*** Material for the task

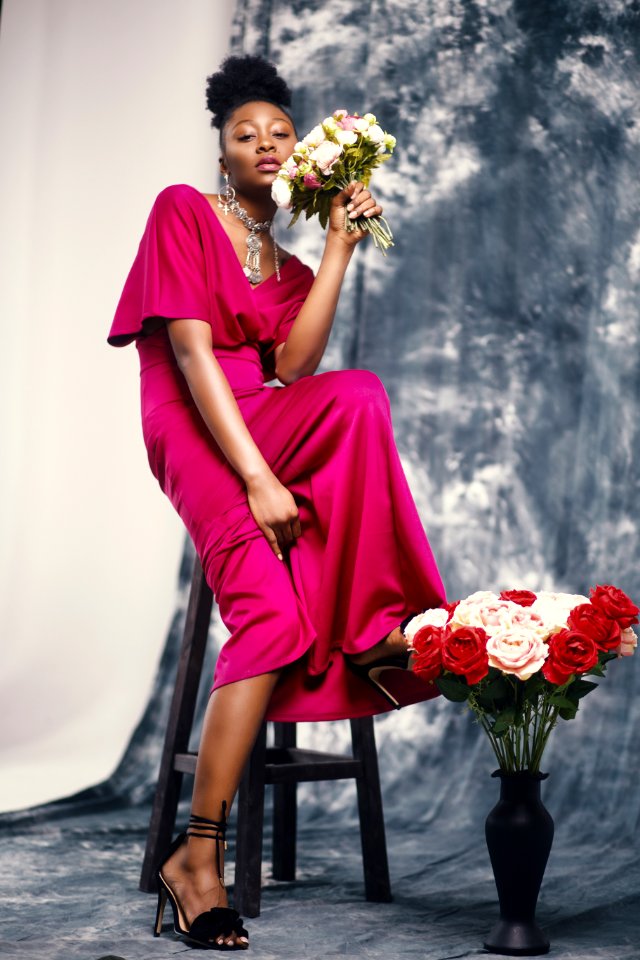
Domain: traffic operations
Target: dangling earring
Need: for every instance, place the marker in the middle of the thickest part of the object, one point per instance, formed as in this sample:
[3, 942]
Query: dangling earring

******

* Problem requirements
Lay out the lines above as a Markdown table with the columns "Row" and "Line", numbering each row and skipping any blank lines. Leave the pictures out of the table.

* Correct answer
| Row | Line |
|---|---|
| 1 | Domain: traffic operations |
| 2 | Target: dangling earring |
| 3 | Need: for every instance, place the marker in the middle of the thickest part of the object, one point per instance, formed as in this sample: |
| 4 | [3, 942] |
| 5 | Query: dangling earring |